Actualiza el artículo sobre novelas de piratas desde "Atendiendo a las" hasta "han hecho soñar.", con "lector" en lugar de "aficionado".

* [Texto de lectura]:
****************

Pocas personas podrían resistirse a un párrafo así. Además, la obra de Stevenson es mucho más que una novela de acción. Se trata del viaje iniciático de un niño, una maravillosa odisea que le arrastra a él y te arrastra a ti, lector, hasta los confines de la moral humana, con la ambición y el dinero como telón de fondo. Diez sobre diez. La obra puede saborearse también en euskera, gracias a la traducción de María Garikano (Literatura Unibertsala, Ibaizabal, 1991).
Otra referencia ineludible que alimenta este “subgénero” desde finales del siglo XIX es Sandokán, el personaje que atrapó al mismísimo Ché en su niñez. Los tigres de Mompracem, Los piratas de la Malasia o El regreso de Sandokán, entre otros, son títulos clásicos que surgieron de la pluma de Emilio Salgari y que ahora parecen retoñar con Regreso de los tigres de Malasia, de Paco Ignacio Taibo (Planeta). Tampoco quiero olvidar la espléndida saga de El corsario negro, otra delicatessen del escritor italiano, ni al capitán Nemo, de Julio Verne, un pirata sui géneris que protagoniza novelas memorables como Veinte mil leguas de viaje submarino o La isla misteriosa. Entre mis favoritos también citaría a Lord Jim y El pirata, de Joseph Conrad, o La expedición del pirata, de Jack London, sin olvidar otros magníficos trabajos, como El capitán Blood (Rafael Sabatini), El pirata, de Walter Scott, o una pequeña joyita de Jorge Luis Borges llamada La viuda Ching.
Pero casi siempre buceamos en mundos lejanos, en aventuras exóticas, y no reparamos en las que acontecieron aquí mismo, en Euskal Herria. Para conocer a nuestros piratas y corsarios (¡sí, los hubo a cientos!), y orillando un poco la ficción, recomiendo los excelentes trabajos de José Antonio Azpiazu (Historias de corsarios vascos y Nuevas historias de corsarios vascos, ambos publicados por Ttarttalo) y un diminuto libro titulado Los vikingos en Euskal Herria (Antón Erkoreka, Ekain), pues fueron ellos (entre otros) los que nos empujaron a conquistar el Gran Azul, recurriendo en ocasiones a la piratería o al corso. Para aquellos lectores que no se conforman con lo evidente, sugiero tres libros: Corsarios guipuzcoanos en Terranova (J. Ignacio Tellechea, Kutxa), Corsarios y colonizadores vascos (Michel Iriart, Ekin) o Basques et Corsaires (Georges Pialloux, J&D Editions).
En euskera los más jóvenes se pueden entretener con los cuentos Ondarruko piratak o Ondarroako piraten abentura berriak, de Ana Urkiza (Ibaizabal), y el resto puede acercarse a novelas como la reconocida obra de Hasier Etxeberria Inesaren balada (Elkar) o Bele beltz pirata, de Eric Larreula (Ibaizabal).
Atendiendo a las últimas publicaciones, el aficionado al “subgénero” podrá alimentar su sed de aventuras con El mar del silencio (Clive Cussler y Jack du Brul), Tierra firme (Matilde Asensi) o Corsario (Tim Severin).
Piratas. De carne y hueso o novelescos. Ladrones del sueño que, curiosamente, me han hecho soñar.

****************

Registros de datos

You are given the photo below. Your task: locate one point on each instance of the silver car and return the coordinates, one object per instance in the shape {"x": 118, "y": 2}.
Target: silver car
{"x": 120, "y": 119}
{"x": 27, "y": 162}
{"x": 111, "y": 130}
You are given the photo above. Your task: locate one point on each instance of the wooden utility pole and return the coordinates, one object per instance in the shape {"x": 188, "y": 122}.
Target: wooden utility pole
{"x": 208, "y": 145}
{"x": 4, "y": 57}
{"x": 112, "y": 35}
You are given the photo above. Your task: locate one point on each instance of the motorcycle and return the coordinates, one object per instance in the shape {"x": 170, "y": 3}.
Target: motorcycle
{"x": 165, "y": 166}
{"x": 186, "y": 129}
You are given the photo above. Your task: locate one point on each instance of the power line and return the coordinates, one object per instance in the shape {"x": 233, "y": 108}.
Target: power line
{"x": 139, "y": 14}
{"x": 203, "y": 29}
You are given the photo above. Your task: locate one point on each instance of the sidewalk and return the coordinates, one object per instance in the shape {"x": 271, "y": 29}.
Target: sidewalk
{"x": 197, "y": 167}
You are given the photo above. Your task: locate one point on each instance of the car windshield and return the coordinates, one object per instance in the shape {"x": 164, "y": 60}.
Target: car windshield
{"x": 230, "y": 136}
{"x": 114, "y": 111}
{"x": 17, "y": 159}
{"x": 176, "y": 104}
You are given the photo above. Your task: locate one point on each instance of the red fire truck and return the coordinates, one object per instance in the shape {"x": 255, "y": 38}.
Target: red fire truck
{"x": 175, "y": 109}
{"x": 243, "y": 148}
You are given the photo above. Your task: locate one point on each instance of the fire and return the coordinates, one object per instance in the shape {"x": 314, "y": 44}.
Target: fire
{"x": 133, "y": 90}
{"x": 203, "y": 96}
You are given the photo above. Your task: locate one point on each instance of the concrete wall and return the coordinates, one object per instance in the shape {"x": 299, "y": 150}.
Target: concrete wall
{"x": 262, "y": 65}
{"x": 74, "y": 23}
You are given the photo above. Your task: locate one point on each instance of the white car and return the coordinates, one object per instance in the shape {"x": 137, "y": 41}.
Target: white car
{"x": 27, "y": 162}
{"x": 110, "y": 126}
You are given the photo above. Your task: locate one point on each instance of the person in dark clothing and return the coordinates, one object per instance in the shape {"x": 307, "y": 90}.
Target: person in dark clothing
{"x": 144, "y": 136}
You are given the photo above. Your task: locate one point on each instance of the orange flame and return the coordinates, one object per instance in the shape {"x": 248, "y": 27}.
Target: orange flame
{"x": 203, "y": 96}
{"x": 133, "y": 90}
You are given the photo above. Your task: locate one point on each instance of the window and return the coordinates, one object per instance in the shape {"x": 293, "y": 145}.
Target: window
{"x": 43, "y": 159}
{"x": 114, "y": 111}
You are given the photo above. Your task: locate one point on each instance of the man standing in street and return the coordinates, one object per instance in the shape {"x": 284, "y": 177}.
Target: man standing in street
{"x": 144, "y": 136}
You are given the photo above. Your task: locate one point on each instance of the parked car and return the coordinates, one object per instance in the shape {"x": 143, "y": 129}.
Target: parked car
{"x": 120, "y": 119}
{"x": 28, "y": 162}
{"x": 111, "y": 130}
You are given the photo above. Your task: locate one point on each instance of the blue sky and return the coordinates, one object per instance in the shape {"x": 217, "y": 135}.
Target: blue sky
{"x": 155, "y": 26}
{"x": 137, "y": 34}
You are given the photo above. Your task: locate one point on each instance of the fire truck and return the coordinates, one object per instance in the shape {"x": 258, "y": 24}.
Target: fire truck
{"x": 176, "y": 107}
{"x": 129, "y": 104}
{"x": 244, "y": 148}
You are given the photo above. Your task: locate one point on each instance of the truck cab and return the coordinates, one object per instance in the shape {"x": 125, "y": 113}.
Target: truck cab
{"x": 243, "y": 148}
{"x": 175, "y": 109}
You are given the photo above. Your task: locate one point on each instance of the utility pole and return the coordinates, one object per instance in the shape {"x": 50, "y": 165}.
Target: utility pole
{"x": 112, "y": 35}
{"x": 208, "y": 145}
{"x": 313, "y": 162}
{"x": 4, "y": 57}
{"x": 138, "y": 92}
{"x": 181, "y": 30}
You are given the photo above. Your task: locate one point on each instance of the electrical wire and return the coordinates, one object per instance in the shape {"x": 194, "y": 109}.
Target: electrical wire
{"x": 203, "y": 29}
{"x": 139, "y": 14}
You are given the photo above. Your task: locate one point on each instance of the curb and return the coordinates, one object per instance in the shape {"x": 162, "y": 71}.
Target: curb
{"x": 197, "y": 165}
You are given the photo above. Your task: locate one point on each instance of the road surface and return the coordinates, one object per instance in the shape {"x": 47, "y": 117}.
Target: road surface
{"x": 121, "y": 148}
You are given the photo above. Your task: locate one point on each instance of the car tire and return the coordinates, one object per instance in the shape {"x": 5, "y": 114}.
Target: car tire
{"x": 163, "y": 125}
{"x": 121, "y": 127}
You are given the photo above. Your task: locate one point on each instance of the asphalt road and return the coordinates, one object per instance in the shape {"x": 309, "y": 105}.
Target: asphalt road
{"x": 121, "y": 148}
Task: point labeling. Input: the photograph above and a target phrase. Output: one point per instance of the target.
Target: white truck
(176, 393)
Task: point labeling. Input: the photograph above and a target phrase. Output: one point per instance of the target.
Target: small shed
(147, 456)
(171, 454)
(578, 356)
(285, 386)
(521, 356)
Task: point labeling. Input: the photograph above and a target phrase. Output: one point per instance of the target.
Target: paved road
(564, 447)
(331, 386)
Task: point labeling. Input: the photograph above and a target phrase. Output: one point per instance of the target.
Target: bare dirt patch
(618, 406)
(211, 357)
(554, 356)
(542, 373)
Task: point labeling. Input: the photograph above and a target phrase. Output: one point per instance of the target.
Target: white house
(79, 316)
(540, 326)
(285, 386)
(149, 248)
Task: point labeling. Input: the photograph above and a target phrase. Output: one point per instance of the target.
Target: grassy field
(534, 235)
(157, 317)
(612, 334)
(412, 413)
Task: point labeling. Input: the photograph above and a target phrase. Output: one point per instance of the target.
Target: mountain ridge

****************

* [Solución]:
Atendiendo a las últimas publicaciones, el lector al “subgénero” podrá alimentar su sed de aventuras con El mar del silencio (Clive Cussler y Jack du Brul), Tierra firme (Matilde Asensi) o Corsario (Tim Severin).
Piratas. De carne y hueso o novelescos. Ladrones del sueño que, curiosamente, me han hecho soñar.